━━ The input
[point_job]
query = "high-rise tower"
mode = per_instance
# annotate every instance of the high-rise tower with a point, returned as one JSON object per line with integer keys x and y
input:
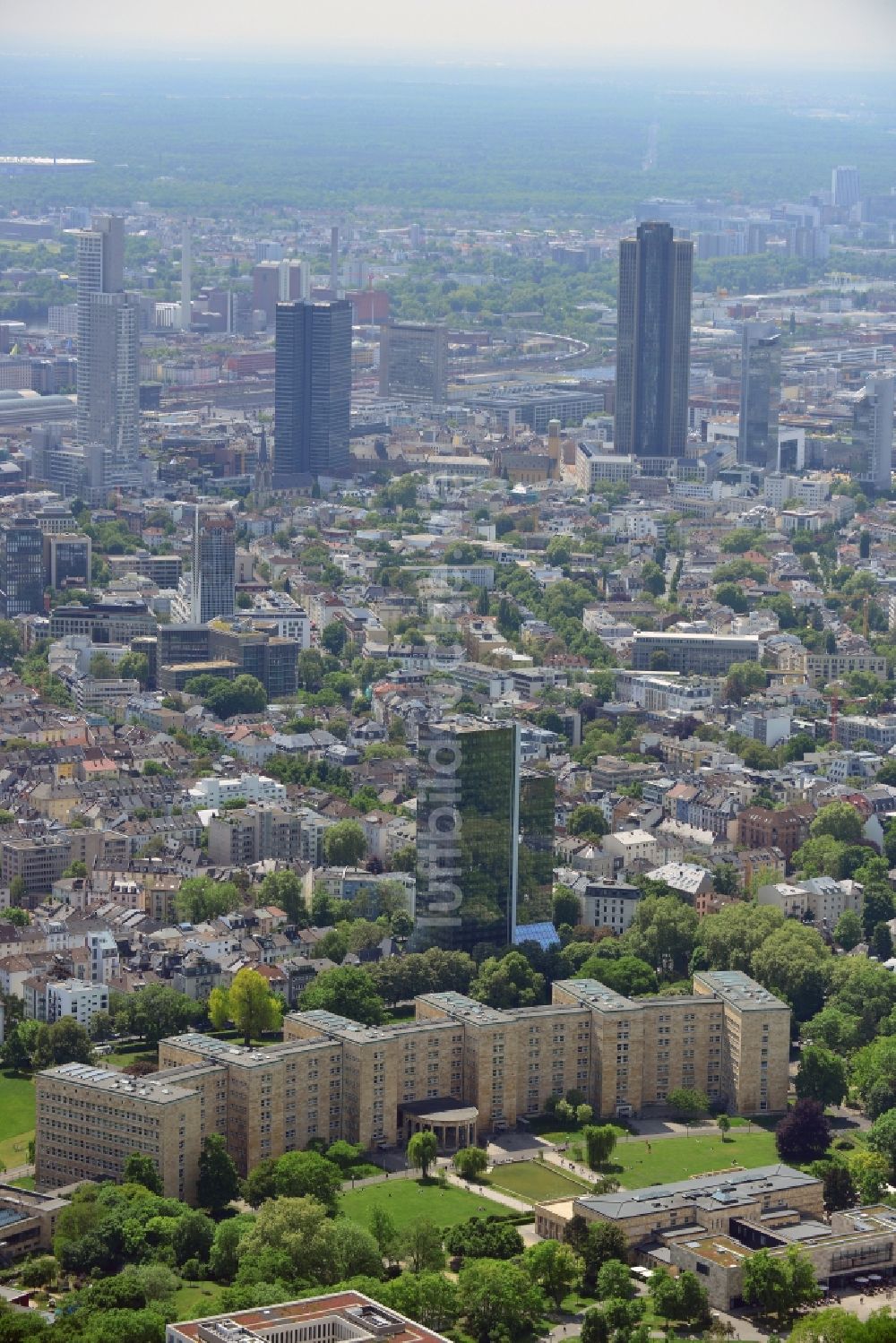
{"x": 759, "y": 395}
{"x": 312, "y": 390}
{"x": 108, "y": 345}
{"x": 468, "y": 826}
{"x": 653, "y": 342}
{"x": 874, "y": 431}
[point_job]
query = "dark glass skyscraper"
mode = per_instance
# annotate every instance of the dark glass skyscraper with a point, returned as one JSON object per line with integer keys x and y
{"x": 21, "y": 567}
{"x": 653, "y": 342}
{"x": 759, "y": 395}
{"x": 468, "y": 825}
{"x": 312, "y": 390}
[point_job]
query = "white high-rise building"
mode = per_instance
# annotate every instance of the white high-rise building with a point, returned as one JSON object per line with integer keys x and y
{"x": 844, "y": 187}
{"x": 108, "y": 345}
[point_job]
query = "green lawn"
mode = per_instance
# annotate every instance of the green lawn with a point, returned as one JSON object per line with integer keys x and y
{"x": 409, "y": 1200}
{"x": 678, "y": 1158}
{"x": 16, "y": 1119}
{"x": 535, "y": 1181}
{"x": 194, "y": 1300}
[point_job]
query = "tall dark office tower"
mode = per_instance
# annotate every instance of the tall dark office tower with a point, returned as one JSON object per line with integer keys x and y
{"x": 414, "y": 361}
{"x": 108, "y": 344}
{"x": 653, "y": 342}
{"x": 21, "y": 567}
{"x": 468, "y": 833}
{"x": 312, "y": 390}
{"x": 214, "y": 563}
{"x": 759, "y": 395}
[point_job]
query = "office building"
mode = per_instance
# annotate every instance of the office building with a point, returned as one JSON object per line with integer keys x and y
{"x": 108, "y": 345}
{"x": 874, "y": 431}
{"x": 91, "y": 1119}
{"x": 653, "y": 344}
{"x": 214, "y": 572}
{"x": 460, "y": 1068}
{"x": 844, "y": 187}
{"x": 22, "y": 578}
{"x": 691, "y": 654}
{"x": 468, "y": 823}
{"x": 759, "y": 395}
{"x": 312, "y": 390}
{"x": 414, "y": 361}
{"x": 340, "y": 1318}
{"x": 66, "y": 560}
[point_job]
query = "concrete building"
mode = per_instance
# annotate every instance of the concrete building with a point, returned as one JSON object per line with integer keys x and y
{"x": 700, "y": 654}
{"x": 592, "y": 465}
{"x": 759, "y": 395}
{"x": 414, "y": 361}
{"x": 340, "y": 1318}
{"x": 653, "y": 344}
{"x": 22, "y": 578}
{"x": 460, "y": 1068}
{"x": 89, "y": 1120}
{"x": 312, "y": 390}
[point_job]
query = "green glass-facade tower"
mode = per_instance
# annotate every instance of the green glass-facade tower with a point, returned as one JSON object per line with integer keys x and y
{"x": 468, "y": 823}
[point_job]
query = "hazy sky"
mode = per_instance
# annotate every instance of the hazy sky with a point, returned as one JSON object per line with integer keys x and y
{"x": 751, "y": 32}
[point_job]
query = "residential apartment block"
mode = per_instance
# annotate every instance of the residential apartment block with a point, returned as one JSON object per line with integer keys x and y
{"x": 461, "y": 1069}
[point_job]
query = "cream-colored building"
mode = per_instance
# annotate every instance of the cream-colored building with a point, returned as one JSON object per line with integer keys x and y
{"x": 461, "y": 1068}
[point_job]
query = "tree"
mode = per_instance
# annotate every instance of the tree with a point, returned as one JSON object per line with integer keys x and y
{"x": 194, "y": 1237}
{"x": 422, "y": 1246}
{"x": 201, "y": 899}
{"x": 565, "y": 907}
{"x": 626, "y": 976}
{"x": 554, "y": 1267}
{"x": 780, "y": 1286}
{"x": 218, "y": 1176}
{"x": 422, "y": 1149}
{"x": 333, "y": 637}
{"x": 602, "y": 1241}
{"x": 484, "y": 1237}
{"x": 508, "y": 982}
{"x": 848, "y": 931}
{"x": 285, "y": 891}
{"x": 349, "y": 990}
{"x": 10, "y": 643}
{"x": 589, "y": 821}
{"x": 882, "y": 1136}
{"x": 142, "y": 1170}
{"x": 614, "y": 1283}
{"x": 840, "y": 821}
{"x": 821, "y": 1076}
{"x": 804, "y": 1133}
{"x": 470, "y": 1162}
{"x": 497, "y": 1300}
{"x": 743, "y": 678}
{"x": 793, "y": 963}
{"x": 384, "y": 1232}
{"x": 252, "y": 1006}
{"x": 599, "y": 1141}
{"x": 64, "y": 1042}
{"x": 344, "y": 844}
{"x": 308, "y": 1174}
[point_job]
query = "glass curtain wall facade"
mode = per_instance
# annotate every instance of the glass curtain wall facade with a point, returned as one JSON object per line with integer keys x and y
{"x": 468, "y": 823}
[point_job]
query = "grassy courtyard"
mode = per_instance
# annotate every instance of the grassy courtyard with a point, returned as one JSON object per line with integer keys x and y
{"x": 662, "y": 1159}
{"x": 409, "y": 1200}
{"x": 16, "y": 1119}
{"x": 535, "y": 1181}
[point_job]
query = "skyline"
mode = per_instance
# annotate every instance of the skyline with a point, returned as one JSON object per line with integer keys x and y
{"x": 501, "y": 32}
━━━━
Job: Reproduce the entries above without change, omitting all pictures.

Complete answer:
[point_job]
query = "high-rise tower"
mode = per_instance
# annotate every instance of the high-rise tower with a point, returned as one JSON object per line with integer keys x and y
input:
{"x": 759, "y": 395}
{"x": 312, "y": 390}
{"x": 108, "y": 345}
{"x": 468, "y": 826}
{"x": 653, "y": 342}
{"x": 874, "y": 431}
[point_job]
query = "dark glass skyscraper"
mode = per_instance
# annotate every instance of the dark glass skyscraper with a point, returned as one JSON object per line with integer keys x and y
{"x": 21, "y": 567}
{"x": 653, "y": 342}
{"x": 759, "y": 395}
{"x": 468, "y": 825}
{"x": 312, "y": 390}
[point_job]
query = "white high-rise building"
mode = per_instance
# annotate every instance of the white high-rise building with a point, returned as one JSON object per line with integer keys x and y
{"x": 844, "y": 187}
{"x": 108, "y": 345}
[point_job]
query = "green lawn"
mode = per_instance
# annotate every instance of the green lawn with a point, returned as one JSON object per line with integer keys x and y
{"x": 409, "y": 1200}
{"x": 678, "y": 1158}
{"x": 16, "y": 1119}
{"x": 535, "y": 1181}
{"x": 194, "y": 1300}
[point_job]
query = "tall dark office tower"
mode = per_instance
# annotate every instance of the tall dark office tower with a point, returned as one JSON object per line with integer keys x and y
{"x": 414, "y": 361}
{"x": 108, "y": 344}
{"x": 653, "y": 342}
{"x": 21, "y": 567}
{"x": 468, "y": 833}
{"x": 312, "y": 390}
{"x": 214, "y": 563}
{"x": 759, "y": 395}
[point_job]
query = "office building"
mode = per_instance
# annotate every instance of the office building with a point, returned as one JSON object per line with integer keys x and y
{"x": 108, "y": 345}
{"x": 874, "y": 431}
{"x": 91, "y": 1119}
{"x": 653, "y": 344}
{"x": 214, "y": 572}
{"x": 460, "y": 1068}
{"x": 844, "y": 187}
{"x": 22, "y": 578}
{"x": 691, "y": 654}
{"x": 468, "y": 823}
{"x": 759, "y": 395}
{"x": 312, "y": 390}
{"x": 414, "y": 361}
{"x": 340, "y": 1318}
{"x": 66, "y": 560}
[point_job]
query = "concrete building"
mode = per_instance
# annotate every instance of the concrete building with a point, returned as one JSON object per line with integer keys x and y
{"x": 700, "y": 654}
{"x": 592, "y": 465}
{"x": 759, "y": 395}
{"x": 414, "y": 361}
{"x": 340, "y": 1318}
{"x": 653, "y": 344}
{"x": 22, "y": 578}
{"x": 460, "y": 1068}
{"x": 89, "y": 1120}
{"x": 312, "y": 390}
[point_job]
query = "green glass-facade tower"
mode = per_instance
# annotate every instance of the green glass-facade tower with a point, returned as one JSON object per line with integer keys x and y
{"x": 468, "y": 823}
[point_job]
query = "hazy sky"
mode = per_instance
# annotate every instance of the hazy sky with a point, returned as one JSON object per line with integer keys x and y
{"x": 751, "y": 32}
[point_job]
query = "residential apartment block"
mode = per_instance
# annotate every instance of the residential apartment block with a point, returned as one JSON object per line with integer keys x and y
{"x": 461, "y": 1069}
[point_job]
query = "cream-colored building"
mode = per_instance
# annotate every instance of the cream-colored building with a point, returned as one JSON object per line with integer keys x and y
{"x": 461, "y": 1068}
[point_job]
query = "tree"
mode = per_instance
# annotate every instance of the tree with a point, returned as one JSON object per line with integer keys x and y
{"x": 194, "y": 1237}
{"x": 422, "y": 1246}
{"x": 201, "y": 899}
{"x": 565, "y": 907}
{"x": 626, "y": 976}
{"x": 554, "y": 1267}
{"x": 780, "y": 1286}
{"x": 218, "y": 1176}
{"x": 422, "y": 1149}
{"x": 333, "y": 637}
{"x": 602, "y": 1241}
{"x": 484, "y": 1237}
{"x": 508, "y": 982}
{"x": 848, "y": 931}
{"x": 285, "y": 891}
{"x": 349, "y": 990}
{"x": 10, "y": 643}
{"x": 589, "y": 821}
{"x": 882, "y": 1136}
{"x": 142, "y": 1170}
{"x": 614, "y": 1283}
{"x": 840, "y": 821}
{"x": 821, "y": 1076}
{"x": 804, "y": 1133}
{"x": 470, "y": 1162}
{"x": 497, "y": 1300}
{"x": 743, "y": 678}
{"x": 793, "y": 963}
{"x": 384, "y": 1232}
{"x": 252, "y": 1006}
{"x": 599, "y": 1141}
{"x": 64, "y": 1042}
{"x": 344, "y": 844}
{"x": 308, "y": 1174}
[point_job]
query = "glass curtain wall facade"
mode = per_instance
# annotate every instance of the glass curtain wall facade with a point, returned as one JSON object per line with integer keys x and y
{"x": 468, "y": 823}
[point_job]
query = "grassy courtyard"
mode = per_instance
# annotate every instance of the grassy courtyard with a point, returned as one JSON object per line with integer keys x and y
{"x": 662, "y": 1159}
{"x": 409, "y": 1200}
{"x": 16, "y": 1119}
{"x": 535, "y": 1181}
[point_job]
query = "skyline"
mode = per_instance
# annotate every instance of the skyline with a point, returned as one JSON object per line with integer keys x and y
{"x": 501, "y": 32}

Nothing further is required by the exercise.